## WHAT YOU SHOULD DO
Please copy every line of the listing below word for word.

## Extracted data entries
════════════════
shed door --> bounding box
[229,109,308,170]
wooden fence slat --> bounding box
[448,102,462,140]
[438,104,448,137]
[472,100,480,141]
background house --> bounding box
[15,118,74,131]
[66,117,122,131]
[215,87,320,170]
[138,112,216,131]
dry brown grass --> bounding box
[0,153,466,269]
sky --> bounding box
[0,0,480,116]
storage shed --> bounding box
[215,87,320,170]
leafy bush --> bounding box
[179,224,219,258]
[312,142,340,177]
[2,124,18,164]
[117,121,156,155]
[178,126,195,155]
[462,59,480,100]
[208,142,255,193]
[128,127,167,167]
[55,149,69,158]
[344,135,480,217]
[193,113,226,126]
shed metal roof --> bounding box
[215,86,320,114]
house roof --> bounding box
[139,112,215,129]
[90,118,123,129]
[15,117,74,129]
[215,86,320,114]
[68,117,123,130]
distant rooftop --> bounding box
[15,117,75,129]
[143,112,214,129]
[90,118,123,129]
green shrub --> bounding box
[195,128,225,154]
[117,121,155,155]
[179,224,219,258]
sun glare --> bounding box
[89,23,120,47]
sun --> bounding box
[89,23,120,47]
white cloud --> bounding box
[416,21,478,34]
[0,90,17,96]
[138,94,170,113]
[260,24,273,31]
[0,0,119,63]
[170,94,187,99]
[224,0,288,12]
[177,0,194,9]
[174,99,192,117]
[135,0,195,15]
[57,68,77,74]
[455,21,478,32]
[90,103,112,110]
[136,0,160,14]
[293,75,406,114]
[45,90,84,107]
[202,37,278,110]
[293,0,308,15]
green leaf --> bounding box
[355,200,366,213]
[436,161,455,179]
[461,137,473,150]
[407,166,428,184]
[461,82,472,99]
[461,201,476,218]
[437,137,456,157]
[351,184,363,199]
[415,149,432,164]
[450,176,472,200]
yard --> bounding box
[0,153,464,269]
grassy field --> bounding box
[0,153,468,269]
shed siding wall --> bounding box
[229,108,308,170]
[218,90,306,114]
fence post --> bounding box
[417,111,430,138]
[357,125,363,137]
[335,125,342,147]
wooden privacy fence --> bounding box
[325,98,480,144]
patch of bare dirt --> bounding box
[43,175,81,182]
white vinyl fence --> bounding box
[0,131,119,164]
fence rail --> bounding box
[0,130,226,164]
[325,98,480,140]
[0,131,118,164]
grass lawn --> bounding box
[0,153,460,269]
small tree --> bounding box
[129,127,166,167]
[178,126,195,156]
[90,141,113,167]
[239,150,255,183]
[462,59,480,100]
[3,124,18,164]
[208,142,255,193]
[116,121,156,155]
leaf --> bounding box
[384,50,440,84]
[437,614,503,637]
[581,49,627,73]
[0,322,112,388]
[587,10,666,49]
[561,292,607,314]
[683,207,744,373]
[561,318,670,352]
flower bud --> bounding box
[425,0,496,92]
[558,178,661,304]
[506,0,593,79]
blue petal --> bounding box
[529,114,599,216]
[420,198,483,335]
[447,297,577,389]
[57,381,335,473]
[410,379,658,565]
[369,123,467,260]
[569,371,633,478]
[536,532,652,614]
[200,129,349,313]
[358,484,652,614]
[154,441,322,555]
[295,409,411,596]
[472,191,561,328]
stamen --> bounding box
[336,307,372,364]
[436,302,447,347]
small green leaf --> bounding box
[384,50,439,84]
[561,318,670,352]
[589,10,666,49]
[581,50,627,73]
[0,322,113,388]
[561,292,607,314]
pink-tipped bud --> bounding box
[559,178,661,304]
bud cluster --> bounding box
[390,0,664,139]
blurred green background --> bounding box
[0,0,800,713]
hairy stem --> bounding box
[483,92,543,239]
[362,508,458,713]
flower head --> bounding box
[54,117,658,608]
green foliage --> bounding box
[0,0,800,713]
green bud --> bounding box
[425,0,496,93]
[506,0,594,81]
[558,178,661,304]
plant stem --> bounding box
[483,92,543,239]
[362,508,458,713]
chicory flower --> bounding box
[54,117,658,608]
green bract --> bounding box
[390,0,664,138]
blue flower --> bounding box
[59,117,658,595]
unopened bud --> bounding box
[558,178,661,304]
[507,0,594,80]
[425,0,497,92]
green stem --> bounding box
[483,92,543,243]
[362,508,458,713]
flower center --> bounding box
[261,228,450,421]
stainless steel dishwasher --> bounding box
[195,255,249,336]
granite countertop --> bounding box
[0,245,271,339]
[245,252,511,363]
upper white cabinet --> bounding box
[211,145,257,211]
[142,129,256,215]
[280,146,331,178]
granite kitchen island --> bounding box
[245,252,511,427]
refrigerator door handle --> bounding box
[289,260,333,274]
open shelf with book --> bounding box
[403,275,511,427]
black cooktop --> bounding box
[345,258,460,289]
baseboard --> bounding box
════════════════
## REPLY
shed door --> bounding box
[229,109,308,170]
wooden fence slat --> bounding box
[448,102,462,140]
[438,104,448,137]
[472,100,480,141]
background house --> bounding box
[15,118,74,131]
[66,117,122,131]
[215,87,320,170]
[138,112,216,131]
dry brown grass --> bounding box
[0,153,466,269]
sky --> bounding box
[0,0,480,116]
storage shed --> bounding box
[215,87,320,170]
leafy bush --> bounding box
[179,224,219,258]
[312,142,340,177]
[2,124,18,164]
[117,121,156,155]
[178,126,195,155]
[462,59,480,100]
[208,142,255,193]
[128,127,167,167]
[55,149,69,158]
[344,135,480,217]
[193,113,226,126]
shed metal roof --> bounding box
[215,86,320,114]
house roof --> bounding box
[139,112,215,129]
[90,118,123,129]
[15,117,74,129]
[215,86,320,114]
[68,117,123,130]
distant rooftop --> bounding box
[15,117,75,129]
[143,112,214,129]
[90,118,123,129]
green shrub --> bounding box
[195,128,225,154]
[117,121,155,155]
[179,224,219,258]
sun glare --> bounding box
[89,23,120,47]
sun --> bounding box
[89,23,120,47]
white cloud --> bounding box
[416,21,478,34]
[0,90,17,96]
[138,94,170,113]
[260,24,273,31]
[0,0,119,63]
[170,94,187,99]
[224,0,288,12]
[177,0,194,9]
[174,99,192,117]
[135,0,195,15]
[57,68,77,74]
[455,21,478,32]
[90,103,112,110]
[136,0,160,14]
[293,75,406,114]
[45,90,84,107]
[202,37,278,110]
[293,0,308,15]
green leaf --> bounding box
[355,200,366,213]
[436,161,455,179]
[461,137,473,150]
[407,166,428,184]
[461,82,472,99]
[461,201,476,218]
[437,137,456,157]
[351,184,363,199]
[415,149,432,164]
[450,176,472,200]
yard --> bounding box
[0,153,464,269]
grassy field --> bounding box
[0,153,468,269]
shed siding wall --> bounding box
[229,108,308,170]
[218,90,306,114]
fence post --> bounding box
[417,111,430,138]
[357,125,363,137]
[335,125,342,147]
wooden privacy fence --> bounding box
[325,98,480,144]
patch of bare dirt --> bounding box
[43,175,81,182]
white vinyl fence --> bounding box
[0,131,119,164]
fence rail --> bounding box
[0,130,226,164]
[325,98,480,140]
[0,131,118,164]
grass lawn --> bounding box
[0,153,460,269]
small tree --> bounding box
[129,127,166,167]
[178,126,195,156]
[90,141,113,167]
[239,150,255,183]
[462,59,480,100]
[3,124,18,164]
[208,142,255,193]
[116,121,156,155]
leaf --> bounding box
[384,50,440,84]
[437,614,503,637]
[581,49,627,73]
[0,322,112,388]
[587,10,666,49]
[561,292,607,314]
[683,207,744,373]
[561,318,670,352]
flower bud --> bounding box
[425,0,496,92]
[558,178,661,304]
[506,0,593,79]
blue petal --> bounding box
[529,114,599,216]
[420,198,483,335]
[447,297,577,389]
[57,381,335,473]
[410,379,658,565]
[369,123,467,260]
[569,371,633,478]
[536,532,652,614]
[200,129,349,313]
[358,484,652,614]
[154,441,322,555]
[295,409,411,596]
[472,191,561,328]
stamen --> bounding box
[336,307,372,364]
[436,302,447,347]
small green leaf --> bounding box
[384,50,439,84]
[561,318,670,352]
[589,10,666,49]
[581,50,627,73]
[0,322,113,388]
[561,292,607,314]
pink-tipped bud --> bounding box
[559,178,661,304]
bud cluster --> bounding box
[390,0,664,139]
blurred green background --> bounding box
[0,0,800,713]
hairy stem --> bounding box
[483,92,543,239]
[362,508,458,713]
flower head --> bounding box
[54,117,658,608]
green foliage --> bounding box
[0,0,800,713]
green bud --> bounding box
[425,0,496,93]
[506,0,594,81]
[558,178,661,304]
plant stem --> bounding box
[483,92,543,239]
[362,508,458,713]
chicory flower --> bounding box
[54,117,658,608]
green bract --> bounding box
[390,0,664,138]
blue flower --> bounding box
[59,117,658,595]
unopened bud --> bounding box
[558,178,661,304]
[507,0,594,80]
[425,0,497,92]
green stem --> bounding box
[483,92,543,243]
[362,508,458,713]
flower center --> bounding box
[261,228,450,421]
stainless steel dishwasher --> bounding box
[195,255,249,336]
granite countertop --> bounding box
[0,245,271,339]
[245,252,511,363]
upper white cabinet --> bounding box
[211,145,257,211]
[142,129,256,215]
[280,146,331,178]
granite kitchen island --> bounding box
[245,252,511,427]
refrigerator door handle --> bounding box
[289,260,333,274]
open shelf with book --> bounding box
[403,275,511,427]
black cooktop --> bounding box
[345,258,460,289]
baseboard --> bounding box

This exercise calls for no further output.